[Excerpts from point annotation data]
>>>>

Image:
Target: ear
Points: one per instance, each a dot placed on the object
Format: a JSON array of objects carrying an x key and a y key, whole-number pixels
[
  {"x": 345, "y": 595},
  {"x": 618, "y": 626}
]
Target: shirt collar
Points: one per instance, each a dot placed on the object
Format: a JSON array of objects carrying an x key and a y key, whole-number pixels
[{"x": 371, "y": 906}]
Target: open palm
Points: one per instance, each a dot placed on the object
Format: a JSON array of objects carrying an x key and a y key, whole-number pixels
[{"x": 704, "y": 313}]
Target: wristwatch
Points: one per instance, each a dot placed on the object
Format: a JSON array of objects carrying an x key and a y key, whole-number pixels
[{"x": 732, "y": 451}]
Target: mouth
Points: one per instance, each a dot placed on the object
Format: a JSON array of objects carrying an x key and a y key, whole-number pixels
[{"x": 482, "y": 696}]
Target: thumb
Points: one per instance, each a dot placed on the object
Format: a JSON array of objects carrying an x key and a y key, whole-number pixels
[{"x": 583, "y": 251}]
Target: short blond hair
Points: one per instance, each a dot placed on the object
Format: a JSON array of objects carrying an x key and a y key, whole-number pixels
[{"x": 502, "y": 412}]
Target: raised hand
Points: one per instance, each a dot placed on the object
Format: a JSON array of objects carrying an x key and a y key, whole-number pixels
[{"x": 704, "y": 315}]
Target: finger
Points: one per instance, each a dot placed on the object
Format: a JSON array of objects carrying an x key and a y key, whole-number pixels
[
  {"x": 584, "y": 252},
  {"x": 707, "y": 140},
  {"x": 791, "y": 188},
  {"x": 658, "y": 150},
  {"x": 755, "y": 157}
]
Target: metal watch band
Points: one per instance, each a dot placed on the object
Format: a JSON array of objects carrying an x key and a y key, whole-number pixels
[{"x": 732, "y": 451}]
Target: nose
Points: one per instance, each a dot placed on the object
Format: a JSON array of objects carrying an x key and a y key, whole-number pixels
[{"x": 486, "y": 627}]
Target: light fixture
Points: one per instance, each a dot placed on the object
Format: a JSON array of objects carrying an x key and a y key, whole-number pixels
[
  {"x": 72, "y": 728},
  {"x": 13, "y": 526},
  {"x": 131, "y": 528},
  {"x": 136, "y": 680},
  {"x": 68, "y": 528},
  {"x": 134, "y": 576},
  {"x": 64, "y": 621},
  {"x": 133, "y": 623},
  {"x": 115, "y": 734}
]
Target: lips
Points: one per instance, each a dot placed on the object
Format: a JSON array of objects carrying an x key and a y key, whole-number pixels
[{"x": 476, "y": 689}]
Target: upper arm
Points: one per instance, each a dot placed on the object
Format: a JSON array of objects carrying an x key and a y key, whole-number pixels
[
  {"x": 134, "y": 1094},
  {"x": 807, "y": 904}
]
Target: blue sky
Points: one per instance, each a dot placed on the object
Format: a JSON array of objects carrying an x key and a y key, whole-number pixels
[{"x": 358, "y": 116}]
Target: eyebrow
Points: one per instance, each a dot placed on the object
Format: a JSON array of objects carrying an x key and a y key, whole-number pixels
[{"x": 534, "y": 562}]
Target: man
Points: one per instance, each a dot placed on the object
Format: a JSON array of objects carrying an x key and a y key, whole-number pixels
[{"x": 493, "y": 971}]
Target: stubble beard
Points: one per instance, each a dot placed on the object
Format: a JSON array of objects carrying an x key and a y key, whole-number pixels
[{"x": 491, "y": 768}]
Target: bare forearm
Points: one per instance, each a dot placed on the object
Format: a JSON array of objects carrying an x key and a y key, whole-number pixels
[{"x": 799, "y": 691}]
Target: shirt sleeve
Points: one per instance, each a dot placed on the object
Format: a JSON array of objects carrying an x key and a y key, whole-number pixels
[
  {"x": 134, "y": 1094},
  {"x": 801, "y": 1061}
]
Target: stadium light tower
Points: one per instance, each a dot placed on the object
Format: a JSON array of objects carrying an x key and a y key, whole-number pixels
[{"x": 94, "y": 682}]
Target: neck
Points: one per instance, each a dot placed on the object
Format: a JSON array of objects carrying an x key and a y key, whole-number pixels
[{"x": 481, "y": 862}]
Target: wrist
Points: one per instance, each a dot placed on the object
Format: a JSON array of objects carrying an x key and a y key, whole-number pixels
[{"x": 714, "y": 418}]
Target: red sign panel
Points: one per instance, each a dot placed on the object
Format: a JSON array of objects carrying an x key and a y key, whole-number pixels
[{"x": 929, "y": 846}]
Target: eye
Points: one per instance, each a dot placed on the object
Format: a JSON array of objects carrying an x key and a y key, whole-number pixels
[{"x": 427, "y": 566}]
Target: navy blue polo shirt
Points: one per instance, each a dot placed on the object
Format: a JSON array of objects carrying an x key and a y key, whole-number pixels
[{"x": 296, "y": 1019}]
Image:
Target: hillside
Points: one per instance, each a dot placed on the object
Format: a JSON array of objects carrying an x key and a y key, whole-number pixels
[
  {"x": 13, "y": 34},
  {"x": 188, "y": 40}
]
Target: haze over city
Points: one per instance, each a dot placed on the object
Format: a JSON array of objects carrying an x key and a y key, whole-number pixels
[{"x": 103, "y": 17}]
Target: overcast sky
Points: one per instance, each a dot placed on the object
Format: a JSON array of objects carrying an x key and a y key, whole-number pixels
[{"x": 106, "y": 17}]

<<<<

EXERCISE DETAILS:
Reproduce the entire listing above line for line, with no changes of any kind.

REPLY TO THE EXERCISE:
Image:
Target: ear
Points: one per instance, each a dot placed on the object
Format: a JSON array of objects carrying an x key and a y key, whole-number pixels
[
  {"x": 345, "y": 595},
  {"x": 618, "y": 626}
]
Target: shirt collar
Points: one per instance, each a dot placed on the object
Format: a JSON array of objects carrying an x key and a y key, whole-number pixels
[{"x": 371, "y": 906}]
Target: open palm
Points: one per instance, each a dot placed on the object
Format: a JSON array of objects carrying an x key and a y key, whole-number pixels
[{"x": 704, "y": 313}]
Target: wristwatch
Points: one per instance, each a dot placed on the object
Format: a JSON array of objects carrying an x key and a y key, whole-number pixels
[{"x": 732, "y": 451}]
Target: mouth
Points: one per instance, each a dot placed on the object
Format: a JSON array of objects carrying an x key and a y key, whole-number pixels
[{"x": 482, "y": 696}]
Target: thumb
Points: one per instance, each a dot placed on the object
Format: a JSON array of objects carrying an x key and a y key, whole-number pixels
[{"x": 583, "y": 251}]
Target: short blond hair
Points: one per instance, each a dot placed on the object
Format: a JSON array of objects carrying an x key and a y key, whole-number pixels
[{"x": 502, "y": 412}]
Target: raised hand
Points: one per instance, each a dot placed on the object
Format: a JSON array of objects carrying an x key and a y key, whole-number pixels
[{"x": 704, "y": 315}]
Target: finger
Points: one per instance, each a dot placed on the object
Format: a JSON array of objects carrying an x key and a y key, whole-number pixels
[
  {"x": 584, "y": 252},
  {"x": 707, "y": 140},
  {"x": 791, "y": 188},
  {"x": 658, "y": 150},
  {"x": 755, "y": 157}
]
Target: metal watch band
Points: one per instance, each a dot placed on the object
Format: a JSON array of objects carrying an x key and a y key, whole-number pixels
[{"x": 732, "y": 451}]
Target: nose
Points: one per instance, each a dot placed on the object
Format: a JSON array of objects carrying an x key and a y key, whole-number pixels
[{"x": 486, "y": 627}]
Target: light fixture
Points: one per instance, each a dot placed on the object
Format: a JSON array of objects carrying an x key and a y key, whole-number pixels
[
  {"x": 72, "y": 728},
  {"x": 13, "y": 526},
  {"x": 131, "y": 528},
  {"x": 136, "y": 680},
  {"x": 68, "y": 528},
  {"x": 134, "y": 576},
  {"x": 64, "y": 621},
  {"x": 133, "y": 623},
  {"x": 115, "y": 734}
]
Target: lips
Points: one per instance, each a dot placed on the object
Format: a JSON array of objects carrying an x key and a y key, whole-number pixels
[{"x": 476, "y": 689}]
Target: upper arm
Points: one per instance, each a dot placed on the object
Format: a JSON array of objects carrying an x key and a y key, whole-number pixels
[
  {"x": 134, "y": 1094},
  {"x": 807, "y": 904}
]
Target: blue sky
Points: one per instance, each a dot placed on the object
Format: a JSON array of objects carrying an x key and a y key, whole-number pixels
[{"x": 358, "y": 116}]
Target: eyebrow
Points: one per instance, each a dot placed on the object
Format: a JSON array of objects carrying an x key and a y key, whole-number pixels
[{"x": 534, "y": 562}]
Target: man
Points: one per instance, each a dot placed on the object
Format: a JSON array of objects carrying an x key and a y key, whole-number pixels
[{"x": 493, "y": 971}]
Target: stubble beard
Points: one per instance, each a dot placed on the object
Format: a JSON array of objects carrying an x key and a y key, whole-number pixels
[{"x": 491, "y": 768}]
Target: bare forearm
Points: one per instance, each a dot placed on the object
Format: a JSON array of objects carrying an x key and a y key, whole-number pixels
[{"x": 799, "y": 691}]
Target: shirt sleeve
Points: one per instance, each a dot placed on the object
Format: a JSON array of objects carrying an x key and a y key, whole-number pixels
[
  {"x": 134, "y": 1094},
  {"x": 801, "y": 1061}
]
Target: stadium light tower
Points: one per instance, each a dot placed on the object
Format: a JSON array of objects carrying an x key and a y key, whole-number pixels
[{"x": 94, "y": 682}]
Target: neck
Points: one per instance, each a dot placed on the object
Format: a JSON array of objects carrying an x key and a y key, whole-number pixels
[{"x": 481, "y": 862}]
Target: wrist
Points: one per instance, each a dot placed on the object
Format: a JSON array of objects carrying an x key and a y key, whole-number pixels
[{"x": 714, "y": 418}]
Target: red sign panel
Points: one per instance, each a dot placed on the object
Format: a JSON array of objects carrying an x key and a y key, whole-number pixels
[{"x": 929, "y": 846}]
Target: eye
Points: one per instance, each a dot placed on the object
Format: a JSON array of objects carrying an x key and a y key, whole-number pixels
[{"x": 427, "y": 566}]
Target: navy blue polo shirt
Points: one per instance, each a dot placed on the object
Format: a JSON array of objects carrying an x key and a y key, whole-number pixels
[{"x": 296, "y": 1019}]
Image:
Target: hillside
Points: one per instance, each a dot placed on the object
Format: a JSON array of objects carrying an x key and a y key, whole-number pixels
[
  {"x": 13, "y": 34},
  {"x": 188, "y": 40}
]
Target: haze over city
Points: one per instance, each a dot placed on the object
Format: a JSON array of objects carrying an x key and a y key, whole-number pixels
[{"x": 103, "y": 17}]
Target: overcast sky
Points: one per instance, each a dot placed on the object
Format: a JSON array of objects carrying an x key and a y key, whole-number pixels
[{"x": 106, "y": 17}]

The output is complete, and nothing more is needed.